Toronto harbour

Weekend Radar: Empire of Dreams, Fiction in the Age of E-Books, NXNE Film Wraps Up, Toronto Small Press Book Fair, Dragon Boat Race Festival, M.U.C.K. Film Festival, Clay & Paper Theatre's Day of Delight, Taste of Little Italy

Saturday, May 19

GALLERY | Empire of Dreams
This new exhibition at the Museum of Contemporary Canadian Art examines the multiple purposes of the structures we build. Fulfilling our most basic need for shelter while simultaneously serving as vehicles for our wildest imaginations, how we interact with the buildings around us have a profound effect on our lives. Made up of work by several artists working in different mediums, including Dan Bergeron (a.k.a. Fauxreel), Liam Crockard, Tristram Lansdowne, and Dorian Fitzgerald, the show presents different perspectives on our relationship to the city and opens today with a bbq reception courtesy of the Prague Deli.

Dataset records

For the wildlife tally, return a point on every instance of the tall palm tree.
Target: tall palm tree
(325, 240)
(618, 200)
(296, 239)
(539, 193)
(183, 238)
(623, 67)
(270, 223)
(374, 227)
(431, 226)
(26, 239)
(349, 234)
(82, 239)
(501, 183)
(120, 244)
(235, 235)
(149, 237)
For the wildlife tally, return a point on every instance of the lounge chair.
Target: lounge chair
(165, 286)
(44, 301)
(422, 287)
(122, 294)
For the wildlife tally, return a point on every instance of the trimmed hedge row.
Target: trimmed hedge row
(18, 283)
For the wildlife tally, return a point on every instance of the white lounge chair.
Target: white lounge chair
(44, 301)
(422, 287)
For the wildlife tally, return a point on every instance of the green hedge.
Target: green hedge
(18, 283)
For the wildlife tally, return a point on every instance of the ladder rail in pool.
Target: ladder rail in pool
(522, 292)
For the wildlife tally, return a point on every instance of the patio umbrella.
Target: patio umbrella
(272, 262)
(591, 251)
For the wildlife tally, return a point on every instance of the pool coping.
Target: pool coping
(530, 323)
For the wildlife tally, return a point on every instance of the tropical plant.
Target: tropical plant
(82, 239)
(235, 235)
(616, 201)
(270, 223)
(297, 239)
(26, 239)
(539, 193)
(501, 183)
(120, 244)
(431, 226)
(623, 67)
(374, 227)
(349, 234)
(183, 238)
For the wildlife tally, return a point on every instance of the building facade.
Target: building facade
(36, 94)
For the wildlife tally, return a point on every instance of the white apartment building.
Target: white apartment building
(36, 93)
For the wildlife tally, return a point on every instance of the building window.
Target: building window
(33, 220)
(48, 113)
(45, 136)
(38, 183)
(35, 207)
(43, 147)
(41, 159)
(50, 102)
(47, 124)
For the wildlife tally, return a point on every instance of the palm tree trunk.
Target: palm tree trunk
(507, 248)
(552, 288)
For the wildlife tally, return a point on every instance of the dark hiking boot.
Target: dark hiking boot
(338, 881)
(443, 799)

Requirements
**1.** Summarize the Empire of Dreams gallery listing in two sentences.
**2.** According to the Empire of Dreams gallery listing, who is providing the barbecue reception on opening day?

Answers per task
**1.** Empire of Dreams is a new exhibition at the Museum of Contemporary Canadian Art that examines the multiple purposes of the structures we build, from basic shelter to vehicles for our wildest imaginations. It brings together work in different mediums by artists including Dan Bergeron, Liam Crockard, Tristram Lansdowne and Dorian Fitzgerald, and it opens Saturday, May 19 with a barbecue reception courtesy of the Prague Deli.

**2.** The Prague Deli.